EXERCISE REQUIREMENTS –
Could you print the full listing again, exactly as written?

(Beginning of DATA SUPPLIED)

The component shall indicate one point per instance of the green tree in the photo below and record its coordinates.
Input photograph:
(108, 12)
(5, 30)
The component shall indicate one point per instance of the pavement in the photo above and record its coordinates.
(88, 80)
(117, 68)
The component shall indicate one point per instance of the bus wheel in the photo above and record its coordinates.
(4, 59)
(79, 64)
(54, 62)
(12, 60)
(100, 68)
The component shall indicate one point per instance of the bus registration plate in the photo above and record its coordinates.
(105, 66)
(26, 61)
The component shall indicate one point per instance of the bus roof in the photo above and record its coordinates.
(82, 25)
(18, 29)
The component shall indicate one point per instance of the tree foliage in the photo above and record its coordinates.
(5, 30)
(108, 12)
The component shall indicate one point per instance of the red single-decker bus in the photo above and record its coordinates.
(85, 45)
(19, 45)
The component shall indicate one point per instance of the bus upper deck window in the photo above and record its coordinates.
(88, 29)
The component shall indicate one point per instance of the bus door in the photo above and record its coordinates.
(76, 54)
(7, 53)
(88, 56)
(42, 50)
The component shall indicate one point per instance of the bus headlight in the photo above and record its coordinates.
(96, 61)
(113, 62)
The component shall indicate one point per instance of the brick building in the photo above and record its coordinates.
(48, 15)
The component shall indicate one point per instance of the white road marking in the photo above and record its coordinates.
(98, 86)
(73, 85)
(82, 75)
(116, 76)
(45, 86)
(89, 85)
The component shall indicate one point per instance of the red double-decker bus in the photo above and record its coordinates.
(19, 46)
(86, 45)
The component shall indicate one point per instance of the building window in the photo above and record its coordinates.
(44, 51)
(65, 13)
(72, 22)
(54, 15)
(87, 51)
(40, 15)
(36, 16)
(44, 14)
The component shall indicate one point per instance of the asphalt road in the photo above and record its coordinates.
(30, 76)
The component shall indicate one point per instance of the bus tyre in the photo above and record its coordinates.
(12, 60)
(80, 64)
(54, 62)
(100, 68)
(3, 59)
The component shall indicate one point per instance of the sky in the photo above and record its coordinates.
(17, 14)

(End of DATA SUPPLIED)

SOLUTION TO THIS PROBLEM –
The component shall indicate one point per instance of the green tree in the photo below and record its coordinates.
Input photograph:
(108, 12)
(5, 30)
The component shall indicate one point per instance of the pavement in the photo above and record its coordinates.
(88, 80)
(117, 68)
The component shall indicate one point per instance of the bus wheel in the photo above and record its coordinates.
(4, 59)
(79, 64)
(54, 62)
(12, 60)
(100, 68)
The component shall indicate one point per instance of the bus registration plate in the photo above and record its coordinates.
(105, 66)
(26, 61)
The component shall indicate one point per instance of the bus roof in the photo above and record its coordinates.
(82, 25)
(18, 29)
The component shall indicate one point per instance of the tree foliage in the photo above and record its coordinates.
(5, 30)
(108, 12)
The component shall indicate one point per instance of the red single-decker bus in the photo above and record its coordinates.
(85, 45)
(19, 45)
The component shall indicate one point per instance of the bus upper deck window in the photo above and record its coordinates.
(88, 29)
The component shall indicate one point per instance of the bus door in the photo above and record its coordinates.
(76, 54)
(7, 53)
(88, 56)
(42, 50)
The component shall indicate one point per instance of the bus headlight in the photo above and record its coordinates.
(96, 61)
(113, 62)
The component shall indicate one point per instance of the brick building in the photo above and record its coordinates.
(48, 15)
The component shall indicate one point per instance of the white road marking in the photo above and record its coordinates.
(98, 86)
(73, 85)
(82, 75)
(116, 76)
(45, 86)
(89, 85)
The component shall indicate one point per instance of the red double-decker bus in the photo above and record its coordinates.
(19, 46)
(86, 45)
The component shall indicate one point per instance of the building window in the photo above and record its coordinates.
(44, 51)
(65, 13)
(72, 22)
(54, 15)
(87, 51)
(40, 15)
(36, 16)
(44, 14)
The component shall indicate one point per instance of the asphalt road in the photo above and record its coordinates.
(30, 76)
The component shall indicate one point per instance of the bus tyre in the photo above and record its coordinates.
(12, 60)
(80, 64)
(54, 62)
(100, 68)
(3, 59)
The component shall indicate one point per instance of the sky in the photo above and record its coordinates.
(17, 14)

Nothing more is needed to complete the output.